▸ **Assigned task 1**: In the records, lay out the part that opens with the line containing "</instance>" and closes with the line containing "positive clicks: (955, 372)" as a numbered list. Leave out blank lines.

▸ **Selected extract**:
++++++

I once had a dream in which I saw how the selfish actions of one group of people loosed nasty consequences on other people like a multi-car pile-up. With a little research I found out the facts were in the public record, but most people were not aware of the evil that had been kept out of the light for years. I was shocked and upset by the dream and told a friend experienced in dream interpretation.

“The dream is not difficult to interpret,” she said. “The question is, why is God choosing to show it to you, and why now.” She smiled a knowing smile. “Ask Him.”

He was showing me the roots of a problem and giving me compassion for those whose actions I had trouble understanding. But what could I possibly do about it? As we chatted, the Lord and me, I realized it is not my responsibility to change people and situations. It is his, but he wants us to partner with him.

So often I feel like the child with a little lunch that Jesus used to feed thousands. My efforts are tiny in the face of an impossible task. All I can do is pray.

You know, sometimes, when we feel powerless, we say, “Well, all we can do is pray,” and sigh heavily as if it probably won’t do much good. But God is showing me prayer is not meant to be a last ditch effort. Prayer is a first response effort. Prayer is a means of coming into alignment with what God is doing.

++++++

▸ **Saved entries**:
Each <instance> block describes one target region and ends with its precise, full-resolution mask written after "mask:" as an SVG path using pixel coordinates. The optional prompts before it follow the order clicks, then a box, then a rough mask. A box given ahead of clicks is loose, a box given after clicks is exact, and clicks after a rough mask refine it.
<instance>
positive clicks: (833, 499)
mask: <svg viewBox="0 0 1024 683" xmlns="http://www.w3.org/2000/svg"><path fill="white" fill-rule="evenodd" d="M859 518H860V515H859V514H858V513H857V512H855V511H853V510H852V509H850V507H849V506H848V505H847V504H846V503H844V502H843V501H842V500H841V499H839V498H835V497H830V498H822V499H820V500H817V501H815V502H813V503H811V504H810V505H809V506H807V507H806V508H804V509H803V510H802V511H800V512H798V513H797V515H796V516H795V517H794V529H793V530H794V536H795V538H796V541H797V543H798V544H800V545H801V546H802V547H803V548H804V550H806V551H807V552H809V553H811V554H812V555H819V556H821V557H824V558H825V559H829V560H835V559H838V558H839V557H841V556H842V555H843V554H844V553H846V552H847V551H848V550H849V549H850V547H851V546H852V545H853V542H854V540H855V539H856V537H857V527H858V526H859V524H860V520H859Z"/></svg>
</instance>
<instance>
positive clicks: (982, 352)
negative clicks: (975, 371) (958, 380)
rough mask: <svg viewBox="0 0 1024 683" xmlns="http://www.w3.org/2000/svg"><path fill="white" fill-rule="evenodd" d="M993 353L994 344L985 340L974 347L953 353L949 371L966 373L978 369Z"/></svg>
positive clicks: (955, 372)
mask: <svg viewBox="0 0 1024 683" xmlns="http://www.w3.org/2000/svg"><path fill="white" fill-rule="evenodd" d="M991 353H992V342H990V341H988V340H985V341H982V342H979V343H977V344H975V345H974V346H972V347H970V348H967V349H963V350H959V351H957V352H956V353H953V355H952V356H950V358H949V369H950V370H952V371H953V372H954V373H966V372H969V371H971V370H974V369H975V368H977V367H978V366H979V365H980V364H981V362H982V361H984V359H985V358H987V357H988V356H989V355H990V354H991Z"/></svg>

++++++

▸ **Assigned task 2**: Please list each description the passage on the dream and prayer gives of what prayer is or is not meant to be.

▸ **Task result 1**:
1. </instance>
2. <instance>
3. positive clicks: (982, 352)
4. negative clicks: (975, 371) (958, 380)
5. rough mask: <svg viewBox="0 0 1024 683" xmlns="http://www.w3.org/2000/svg"><path fill="white" fill-rule="evenodd" d="M993 353L994 344L985 340L974 347L953 353L949 371L966 373L978 369Z"/></svg>
6. positive clicks: (955, 372)

▸ **Task result 2**:
- Not meant to be a last ditch effort
- A first response effort
- A means of coming into alignment with what God is doing